=== Quoted passage ===

Donnerstag, 9. Mai 2019

A thesis diary

Let’s start with a trivial statement. When I started my PhD project back in October 2016 I really did not expect writing-up time to arrive so quickly.  And yet it did. Here I am, about 2 years and 7 months and a few million crypts scored later, starting to write. Now I do love writing, prose more than science, but in any case writing a PhD thesis feels like a very, very daunting task. So I’ve given myself quite a bit of time and a vague timeline to follow. And a safety net of 1 month (which turns into holiday if I do succeed in sticking to my plan yay). My timeline starts on the 1st o May, 4 months before my artificial deadline, 5 months before the hard one imposed by my PhD programme. I figured it might be quite fun to look back on this time in 5, 10 years and reflect on it, so I’ll try and write a little diary about it.  Who knows, maybe reading it may also serve someone who finds himself in the same position in the future. In the worst case, I’ve provided myself with some excellent “writing warm-up” for every day (aka procrastination). Here we go.

Day 1
It is the 1st of May. My writing start date. Unfortunately I’m in the lab, having to finish a bunch of stuff and be present in case our rotation student needs help. In between those things I stare at my screen and try to make a skeleton of my thesis/ a  decent plan on paper (actual paper. I like using pen and paper much more than I like typing on a computer. I also have a fountain pen that I’ve used for every single important bit of writing I’ve ever done by hand since I was 12 years old. So yeah.) It does not go well. How on earth am I ever going to get any logical structure into this mess of experiments? I get home rather upset. I do some gardening to take my mind off it and watch Ex on the beach to push my dwindling self-esteem.

===

### Given exercise 1
In the thesis diary, how long is the safety net the writer adds to the timeline?
The thesis diary and the records have no connection to each other.

=== Exercise input ===

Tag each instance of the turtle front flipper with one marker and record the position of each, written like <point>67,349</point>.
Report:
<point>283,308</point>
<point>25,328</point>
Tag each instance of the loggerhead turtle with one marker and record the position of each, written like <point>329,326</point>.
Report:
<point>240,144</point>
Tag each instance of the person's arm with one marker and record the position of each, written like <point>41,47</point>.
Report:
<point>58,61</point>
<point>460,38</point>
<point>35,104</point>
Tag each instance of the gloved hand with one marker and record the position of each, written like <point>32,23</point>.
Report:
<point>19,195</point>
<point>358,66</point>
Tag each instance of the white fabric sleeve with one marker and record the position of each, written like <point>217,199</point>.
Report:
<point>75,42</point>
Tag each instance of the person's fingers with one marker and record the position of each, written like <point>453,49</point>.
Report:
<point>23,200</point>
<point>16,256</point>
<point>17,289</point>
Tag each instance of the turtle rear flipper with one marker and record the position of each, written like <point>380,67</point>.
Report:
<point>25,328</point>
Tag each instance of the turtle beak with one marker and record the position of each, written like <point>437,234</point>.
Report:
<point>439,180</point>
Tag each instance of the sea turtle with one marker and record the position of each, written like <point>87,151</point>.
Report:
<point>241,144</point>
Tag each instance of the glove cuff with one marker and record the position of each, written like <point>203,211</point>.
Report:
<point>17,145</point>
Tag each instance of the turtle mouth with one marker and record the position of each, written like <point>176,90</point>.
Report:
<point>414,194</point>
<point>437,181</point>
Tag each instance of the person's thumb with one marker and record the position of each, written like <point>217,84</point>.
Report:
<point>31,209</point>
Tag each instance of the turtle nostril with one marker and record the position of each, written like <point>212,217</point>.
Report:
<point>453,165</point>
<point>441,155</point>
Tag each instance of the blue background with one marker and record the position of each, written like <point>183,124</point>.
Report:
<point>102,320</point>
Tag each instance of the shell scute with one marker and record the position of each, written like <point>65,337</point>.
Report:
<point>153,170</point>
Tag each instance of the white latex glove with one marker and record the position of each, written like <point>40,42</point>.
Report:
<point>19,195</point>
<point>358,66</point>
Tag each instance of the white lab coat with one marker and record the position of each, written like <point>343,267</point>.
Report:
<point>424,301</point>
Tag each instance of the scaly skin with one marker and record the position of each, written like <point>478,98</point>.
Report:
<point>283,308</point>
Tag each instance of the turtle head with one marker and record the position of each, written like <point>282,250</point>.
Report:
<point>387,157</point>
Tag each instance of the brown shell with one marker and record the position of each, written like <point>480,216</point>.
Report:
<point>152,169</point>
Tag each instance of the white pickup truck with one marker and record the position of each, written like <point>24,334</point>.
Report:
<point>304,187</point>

===
=== Exercise input ===

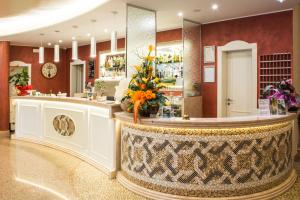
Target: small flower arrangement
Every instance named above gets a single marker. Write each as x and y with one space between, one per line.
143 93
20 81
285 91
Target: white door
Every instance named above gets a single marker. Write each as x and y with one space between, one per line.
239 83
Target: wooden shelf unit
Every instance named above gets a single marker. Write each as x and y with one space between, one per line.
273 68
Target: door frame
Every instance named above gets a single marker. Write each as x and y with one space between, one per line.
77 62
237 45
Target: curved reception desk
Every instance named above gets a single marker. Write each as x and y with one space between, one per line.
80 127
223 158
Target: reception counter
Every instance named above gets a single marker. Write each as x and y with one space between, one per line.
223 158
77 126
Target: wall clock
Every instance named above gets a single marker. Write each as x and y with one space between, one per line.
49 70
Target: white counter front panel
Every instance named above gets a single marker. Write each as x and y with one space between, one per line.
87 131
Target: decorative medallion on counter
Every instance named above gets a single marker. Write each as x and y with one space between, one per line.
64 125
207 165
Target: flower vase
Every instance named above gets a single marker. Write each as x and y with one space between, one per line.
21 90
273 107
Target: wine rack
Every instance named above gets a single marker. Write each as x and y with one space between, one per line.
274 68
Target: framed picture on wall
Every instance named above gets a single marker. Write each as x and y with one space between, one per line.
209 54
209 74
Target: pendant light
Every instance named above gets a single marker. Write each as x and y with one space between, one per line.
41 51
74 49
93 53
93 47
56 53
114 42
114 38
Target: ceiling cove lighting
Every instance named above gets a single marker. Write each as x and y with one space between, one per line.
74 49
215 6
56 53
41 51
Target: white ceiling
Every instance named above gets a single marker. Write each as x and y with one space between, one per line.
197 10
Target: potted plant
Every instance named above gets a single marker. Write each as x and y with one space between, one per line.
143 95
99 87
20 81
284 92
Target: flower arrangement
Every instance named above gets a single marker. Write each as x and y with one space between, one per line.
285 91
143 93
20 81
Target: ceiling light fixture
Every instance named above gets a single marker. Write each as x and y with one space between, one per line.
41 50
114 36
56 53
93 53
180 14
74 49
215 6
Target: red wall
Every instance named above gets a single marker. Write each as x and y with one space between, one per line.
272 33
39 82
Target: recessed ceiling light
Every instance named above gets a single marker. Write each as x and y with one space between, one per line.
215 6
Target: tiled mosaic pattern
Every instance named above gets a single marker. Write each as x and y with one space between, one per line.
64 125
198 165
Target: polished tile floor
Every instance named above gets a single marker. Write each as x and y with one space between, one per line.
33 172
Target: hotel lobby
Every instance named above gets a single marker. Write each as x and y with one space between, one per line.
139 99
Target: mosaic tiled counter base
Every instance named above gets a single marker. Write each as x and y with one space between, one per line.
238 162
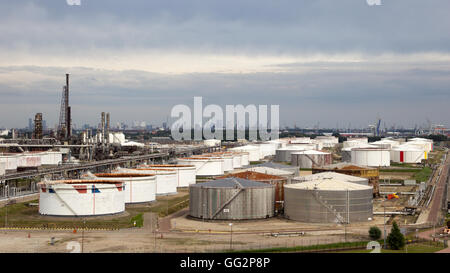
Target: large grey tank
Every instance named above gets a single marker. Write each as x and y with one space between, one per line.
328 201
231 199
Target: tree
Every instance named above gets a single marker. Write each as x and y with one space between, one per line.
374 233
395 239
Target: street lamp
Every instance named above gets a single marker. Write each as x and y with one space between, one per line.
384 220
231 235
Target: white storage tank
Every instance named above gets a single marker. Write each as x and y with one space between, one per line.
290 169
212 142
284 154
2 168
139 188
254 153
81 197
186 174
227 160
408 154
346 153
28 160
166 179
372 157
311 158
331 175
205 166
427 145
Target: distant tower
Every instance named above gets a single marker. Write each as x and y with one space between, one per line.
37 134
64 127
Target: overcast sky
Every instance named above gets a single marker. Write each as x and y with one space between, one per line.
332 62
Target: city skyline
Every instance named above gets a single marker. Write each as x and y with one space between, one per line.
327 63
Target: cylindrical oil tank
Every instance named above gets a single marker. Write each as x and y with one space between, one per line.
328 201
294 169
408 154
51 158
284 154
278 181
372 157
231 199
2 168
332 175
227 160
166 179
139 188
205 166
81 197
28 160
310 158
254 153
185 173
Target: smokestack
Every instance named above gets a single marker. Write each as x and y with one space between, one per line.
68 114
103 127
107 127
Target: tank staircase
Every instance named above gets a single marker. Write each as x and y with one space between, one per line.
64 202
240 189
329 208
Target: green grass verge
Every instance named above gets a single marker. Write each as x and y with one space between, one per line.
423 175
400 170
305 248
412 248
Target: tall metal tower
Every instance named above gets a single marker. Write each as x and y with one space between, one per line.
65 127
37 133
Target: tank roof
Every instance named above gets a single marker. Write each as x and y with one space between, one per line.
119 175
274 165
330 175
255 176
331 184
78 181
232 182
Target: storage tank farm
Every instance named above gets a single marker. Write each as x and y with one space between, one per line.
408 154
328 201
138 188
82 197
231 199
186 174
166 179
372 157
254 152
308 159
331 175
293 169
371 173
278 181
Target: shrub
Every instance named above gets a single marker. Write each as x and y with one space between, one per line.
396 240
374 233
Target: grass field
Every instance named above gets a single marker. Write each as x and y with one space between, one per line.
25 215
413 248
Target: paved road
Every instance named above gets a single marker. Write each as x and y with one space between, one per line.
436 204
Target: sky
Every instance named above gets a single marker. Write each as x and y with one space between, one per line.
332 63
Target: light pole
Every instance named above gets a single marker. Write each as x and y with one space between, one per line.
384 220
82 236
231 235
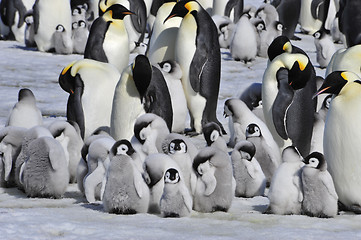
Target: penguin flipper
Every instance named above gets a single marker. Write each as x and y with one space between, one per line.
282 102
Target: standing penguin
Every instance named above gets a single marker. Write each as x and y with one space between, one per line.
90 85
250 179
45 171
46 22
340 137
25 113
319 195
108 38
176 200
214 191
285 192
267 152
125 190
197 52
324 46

===
=== Exercise input ===

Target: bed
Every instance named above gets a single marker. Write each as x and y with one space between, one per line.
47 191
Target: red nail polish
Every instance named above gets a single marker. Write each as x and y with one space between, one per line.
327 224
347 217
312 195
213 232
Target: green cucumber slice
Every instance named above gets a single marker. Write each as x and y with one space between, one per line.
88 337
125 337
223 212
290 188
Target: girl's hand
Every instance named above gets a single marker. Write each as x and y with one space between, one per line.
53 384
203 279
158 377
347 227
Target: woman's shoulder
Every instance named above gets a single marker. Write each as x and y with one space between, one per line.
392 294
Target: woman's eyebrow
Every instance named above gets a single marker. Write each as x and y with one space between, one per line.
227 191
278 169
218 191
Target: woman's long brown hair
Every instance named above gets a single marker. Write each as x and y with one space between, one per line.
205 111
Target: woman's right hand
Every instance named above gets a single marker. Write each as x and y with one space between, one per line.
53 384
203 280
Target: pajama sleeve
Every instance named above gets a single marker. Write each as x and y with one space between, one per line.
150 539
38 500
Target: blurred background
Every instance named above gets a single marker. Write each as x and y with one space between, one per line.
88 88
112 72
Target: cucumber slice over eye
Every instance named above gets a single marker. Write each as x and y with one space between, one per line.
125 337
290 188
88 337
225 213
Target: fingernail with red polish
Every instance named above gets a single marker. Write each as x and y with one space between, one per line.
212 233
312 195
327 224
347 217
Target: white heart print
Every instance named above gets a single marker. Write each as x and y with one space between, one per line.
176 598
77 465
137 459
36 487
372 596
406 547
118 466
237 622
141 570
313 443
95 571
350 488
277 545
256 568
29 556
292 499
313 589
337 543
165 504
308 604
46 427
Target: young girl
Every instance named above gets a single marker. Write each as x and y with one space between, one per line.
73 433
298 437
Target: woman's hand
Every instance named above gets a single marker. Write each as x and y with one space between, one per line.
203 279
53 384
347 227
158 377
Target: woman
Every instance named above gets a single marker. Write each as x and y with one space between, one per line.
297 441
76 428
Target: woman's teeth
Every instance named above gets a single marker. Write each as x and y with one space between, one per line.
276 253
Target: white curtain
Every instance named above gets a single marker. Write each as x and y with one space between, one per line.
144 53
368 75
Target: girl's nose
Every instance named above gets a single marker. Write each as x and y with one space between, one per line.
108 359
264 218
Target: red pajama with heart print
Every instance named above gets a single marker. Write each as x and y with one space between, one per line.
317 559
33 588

===

### Given exercise 2
Pick out every line of the records that contains the string "penguin". Case counts.

### Output 1
One month.

### Output 2
Target: penguin flipper
Target: standing penguin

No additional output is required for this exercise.